### About this exercise:
Set down the data again word for word. Skip any pictures.

### Data to process:
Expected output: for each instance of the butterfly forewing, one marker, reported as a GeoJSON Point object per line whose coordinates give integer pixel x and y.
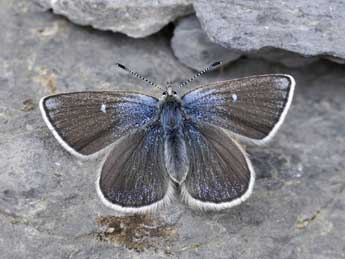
{"type": "Point", "coordinates": [220, 174]}
{"type": "Point", "coordinates": [86, 122]}
{"type": "Point", "coordinates": [133, 177]}
{"type": "Point", "coordinates": [252, 107]}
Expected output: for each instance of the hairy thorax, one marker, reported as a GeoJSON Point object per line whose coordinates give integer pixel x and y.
{"type": "Point", "coordinates": [175, 151]}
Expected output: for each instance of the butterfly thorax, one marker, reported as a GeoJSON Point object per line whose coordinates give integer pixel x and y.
{"type": "Point", "coordinates": [175, 151]}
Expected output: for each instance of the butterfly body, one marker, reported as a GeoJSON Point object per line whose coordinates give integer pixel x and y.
{"type": "Point", "coordinates": [175, 151]}
{"type": "Point", "coordinates": [186, 145]}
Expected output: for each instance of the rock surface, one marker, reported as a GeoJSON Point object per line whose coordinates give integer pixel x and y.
{"type": "Point", "coordinates": [136, 19]}
{"type": "Point", "coordinates": [193, 48]}
{"type": "Point", "coordinates": [48, 204]}
{"type": "Point", "coordinates": [309, 28]}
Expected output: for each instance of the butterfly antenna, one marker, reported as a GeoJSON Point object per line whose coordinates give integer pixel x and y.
{"type": "Point", "coordinates": [135, 74]}
{"type": "Point", "coordinates": [211, 67]}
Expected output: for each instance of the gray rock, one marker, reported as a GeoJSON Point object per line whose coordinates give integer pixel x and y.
{"type": "Point", "coordinates": [309, 28]}
{"type": "Point", "coordinates": [192, 47]}
{"type": "Point", "coordinates": [48, 204]}
{"type": "Point", "coordinates": [134, 18]}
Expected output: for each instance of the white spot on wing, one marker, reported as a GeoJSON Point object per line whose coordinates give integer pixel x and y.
{"type": "Point", "coordinates": [104, 108]}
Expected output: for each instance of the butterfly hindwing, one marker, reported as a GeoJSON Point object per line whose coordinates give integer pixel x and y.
{"type": "Point", "coordinates": [252, 107]}
{"type": "Point", "coordinates": [86, 122]}
{"type": "Point", "coordinates": [220, 174]}
{"type": "Point", "coordinates": [133, 177]}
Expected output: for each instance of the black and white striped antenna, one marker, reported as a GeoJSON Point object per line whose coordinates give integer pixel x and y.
{"type": "Point", "coordinates": [135, 74]}
{"type": "Point", "coordinates": [211, 67]}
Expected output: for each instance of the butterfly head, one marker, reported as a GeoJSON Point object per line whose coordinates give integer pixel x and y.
{"type": "Point", "coordinates": [169, 94]}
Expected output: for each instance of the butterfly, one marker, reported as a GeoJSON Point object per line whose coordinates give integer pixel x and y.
{"type": "Point", "coordinates": [176, 144]}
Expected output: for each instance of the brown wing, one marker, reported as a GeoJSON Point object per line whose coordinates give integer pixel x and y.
{"type": "Point", "coordinates": [86, 122]}
{"type": "Point", "coordinates": [252, 107]}
{"type": "Point", "coordinates": [220, 174]}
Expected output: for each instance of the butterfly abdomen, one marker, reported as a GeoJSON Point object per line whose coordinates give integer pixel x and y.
{"type": "Point", "coordinates": [175, 152]}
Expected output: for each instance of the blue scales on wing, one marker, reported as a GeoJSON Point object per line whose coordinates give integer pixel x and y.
{"type": "Point", "coordinates": [86, 122]}
{"type": "Point", "coordinates": [252, 107]}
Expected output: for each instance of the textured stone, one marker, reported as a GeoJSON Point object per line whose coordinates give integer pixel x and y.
{"type": "Point", "coordinates": [192, 47]}
{"type": "Point", "coordinates": [48, 204]}
{"type": "Point", "coordinates": [136, 19]}
{"type": "Point", "coordinates": [308, 28]}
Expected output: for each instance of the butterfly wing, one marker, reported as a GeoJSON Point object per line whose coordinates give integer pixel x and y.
{"type": "Point", "coordinates": [220, 174]}
{"type": "Point", "coordinates": [133, 177]}
{"type": "Point", "coordinates": [252, 107]}
{"type": "Point", "coordinates": [87, 122]}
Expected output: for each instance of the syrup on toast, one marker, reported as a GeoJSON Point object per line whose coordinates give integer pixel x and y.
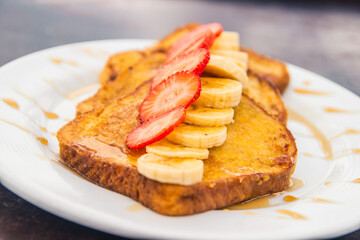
{"type": "Point", "coordinates": [257, 158]}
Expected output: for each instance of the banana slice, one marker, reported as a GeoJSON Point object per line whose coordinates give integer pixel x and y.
{"type": "Point", "coordinates": [240, 58]}
{"type": "Point", "coordinates": [219, 93]}
{"type": "Point", "coordinates": [227, 41]}
{"type": "Point", "coordinates": [170, 170]}
{"type": "Point", "coordinates": [226, 67]}
{"type": "Point", "coordinates": [209, 116]}
{"type": "Point", "coordinates": [199, 137]}
{"type": "Point", "coordinates": [169, 149]}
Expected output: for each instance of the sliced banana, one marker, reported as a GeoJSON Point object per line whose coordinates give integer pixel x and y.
{"type": "Point", "coordinates": [219, 93]}
{"type": "Point", "coordinates": [197, 136]}
{"type": "Point", "coordinates": [227, 41]}
{"type": "Point", "coordinates": [226, 67]}
{"type": "Point", "coordinates": [240, 58]}
{"type": "Point", "coordinates": [184, 171]}
{"type": "Point", "coordinates": [212, 117]}
{"type": "Point", "coordinates": [169, 149]}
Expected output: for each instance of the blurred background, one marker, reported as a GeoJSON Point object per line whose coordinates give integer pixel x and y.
{"type": "Point", "coordinates": [321, 36]}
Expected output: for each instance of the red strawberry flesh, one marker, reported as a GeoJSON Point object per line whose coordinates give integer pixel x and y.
{"type": "Point", "coordinates": [215, 28]}
{"type": "Point", "coordinates": [197, 38]}
{"type": "Point", "coordinates": [181, 88]}
{"type": "Point", "coordinates": [194, 61]}
{"type": "Point", "coordinates": [156, 128]}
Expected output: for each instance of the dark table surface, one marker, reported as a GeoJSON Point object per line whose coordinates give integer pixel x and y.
{"type": "Point", "coordinates": [323, 37]}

### Exercise output:
Expected output: for each instance of the butterfly forewing, one marker, reported as a GeoJSON Point object per line whose coordinates give integer pixel x and y.
{"type": "Point", "coordinates": [220, 174]}
{"type": "Point", "coordinates": [86, 122]}
{"type": "Point", "coordinates": [133, 177]}
{"type": "Point", "coordinates": [252, 107]}
Expected output: for each instance of the hairy thorax, one marker, reported as a GeoJSON Point object per line whose coordinates give integer pixel x and y.
{"type": "Point", "coordinates": [175, 151]}
Expected output: for each instance of the butterfly thorax, one marker, reported as a GeoJSON Point object per line whose coordinates give integer pixel x and y.
{"type": "Point", "coordinates": [175, 151]}
Expected output: for each instance of the butterfly body, one marker, reported as a GeoJSON Point object per line whose coordinates give integer pixel x and y.
{"type": "Point", "coordinates": [175, 151]}
{"type": "Point", "coordinates": [186, 145]}
Expected output: for each instance of the rock surface, one marker, reported as a GeoJSON Point object per line whose coordinates give integer pixel x and y.
{"type": "Point", "coordinates": [136, 19]}
{"type": "Point", "coordinates": [193, 48]}
{"type": "Point", "coordinates": [48, 204]}
{"type": "Point", "coordinates": [309, 28]}
Expected output: for each instance of the butterfly antenna, one marker, reported as a GeoJSON Point object per line whose coordinates give integer pixel x and y.
{"type": "Point", "coordinates": [135, 74]}
{"type": "Point", "coordinates": [211, 67]}
Expected output: for each instance of the gray rock, one marker, reported as a GeoJSON Point object per line whose coordinates give integer pixel x and y.
{"type": "Point", "coordinates": [309, 28]}
{"type": "Point", "coordinates": [192, 47]}
{"type": "Point", "coordinates": [48, 204]}
{"type": "Point", "coordinates": [134, 18]}
Expected output: for each instance of the white spot on wing, one marker, reported as a GeoJSON Point object per line whose coordinates give integer pixel x and y.
{"type": "Point", "coordinates": [104, 108]}
Expected output: for each instance of the butterfly hindwing, one marker, reported as a GeoJSON Point object per line whose coordinates give integer pixel x and y.
{"type": "Point", "coordinates": [252, 107]}
{"type": "Point", "coordinates": [86, 122]}
{"type": "Point", "coordinates": [220, 174]}
{"type": "Point", "coordinates": [133, 177]}
Expected output: for each instance of the black and white striped antenna, one marker, reported as a GeoJSON Point object per line whose coordinates give integer pixel x and y.
{"type": "Point", "coordinates": [135, 74]}
{"type": "Point", "coordinates": [211, 67]}
Expected output: for each instance of the butterfly head, one marker, reported as a GeoJSON Point object per line whose coordinates give integer pixel x and y.
{"type": "Point", "coordinates": [169, 94]}
Expected output: for each instance of the butterfly, one marker, reported as a GeoJSON Point object per line whose coordinates give integer pixel x and y.
{"type": "Point", "coordinates": [176, 144]}
Expected output: for each instance of the brown wing, one marker, reported as a GeoJSON Point object per line whose coordinates give integer pixel x and y.
{"type": "Point", "coordinates": [86, 122]}
{"type": "Point", "coordinates": [252, 107]}
{"type": "Point", "coordinates": [220, 174]}
Expected output: for each instance of the butterfly abdomen, one marker, reported as a GeoJSON Point object per line whose coordinates give integer pixel x and y.
{"type": "Point", "coordinates": [175, 152]}
Expected output: for each instance of the blue scales on wing, one marker, reported as a GeoJSON Point object per line whose coordinates give integer pixel x and y.
{"type": "Point", "coordinates": [86, 122]}
{"type": "Point", "coordinates": [252, 107]}
Expected output: for each instance of the textured stone, one marker, reported as a GeoJSON Point object per line whose coordinates give integer pixel x and y.
{"type": "Point", "coordinates": [192, 47]}
{"type": "Point", "coordinates": [48, 204]}
{"type": "Point", "coordinates": [136, 19]}
{"type": "Point", "coordinates": [308, 28]}
Expected output: for each instance of the butterfly wing, one marker, reported as a GeoJSON Point object per line whose coordinates give integer pixel x and y.
{"type": "Point", "coordinates": [220, 174]}
{"type": "Point", "coordinates": [133, 177]}
{"type": "Point", "coordinates": [252, 107]}
{"type": "Point", "coordinates": [87, 122]}
Expected output: for each instance of the syrup on toast, one marker, reported as a GeoJSON Point object per line whose coordinates give integer pixel x and y.
{"type": "Point", "coordinates": [257, 158]}
Expected output: for each instance of the banana slice, one marker, reported as a GeoJSON Point object per line whose coordinates give integer pixel x and y.
{"type": "Point", "coordinates": [240, 58]}
{"type": "Point", "coordinates": [219, 93]}
{"type": "Point", "coordinates": [227, 41]}
{"type": "Point", "coordinates": [170, 170]}
{"type": "Point", "coordinates": [226, 67]}
{"type": "Point", "coordinates": [209, 116]}
{"type": "Point", "coordinates": [199, 137]}
{"type": "Point", "coordinates": [169, 149]}
Expected output: for each instance of the sliced banana, one marker, reported as a GeoJSON Point object per line whose coordinates give integer pixel x and y.
{"type": "Point", "coordinates": [219, 93]}
{"type": "Point", "coordinates": [197, 136]}
{"type": "Point", "coordinates": [227, 41]}
{"type": "Point", "coordinates": [226, 67]}
{"type": "Point", "coordinates": [240, 58]}
{"type": "Point", "coordinates": [184, 171]}
{"type": "Point", "coordinates": [212, 117]}
{"type": "Point", "coordinates": [169, 149]}
Expected output: for each instance of the blurred background, one marker, reported as a GeoJSON Point object per line whose coordinates give integer pixel x and y.
{"type": "Point", "coordinates": [321, 36]}
Expected output: for each instance of the red strawberry flesh, one marker, reported as a GeoJSON Point object per line whose coordinates give integer pixel x and y.
{"type": "Point", "coordinates": [215, 28]}
{"type": "Point", "coordinates": [197, 38]}
{"type": "Point", "coordinates": [181, 88]}
{"type": "Point", "coordinates": [194, 61]}
{"type": "Point", "coordinates": [156, 128]}
Expected output: for each instance of the dark table surface, one marker, reported as a GeoJSON Point object per line whose coordinates give integer pixel x and y.
{"type": "Point", "coordinates": [323, 37]}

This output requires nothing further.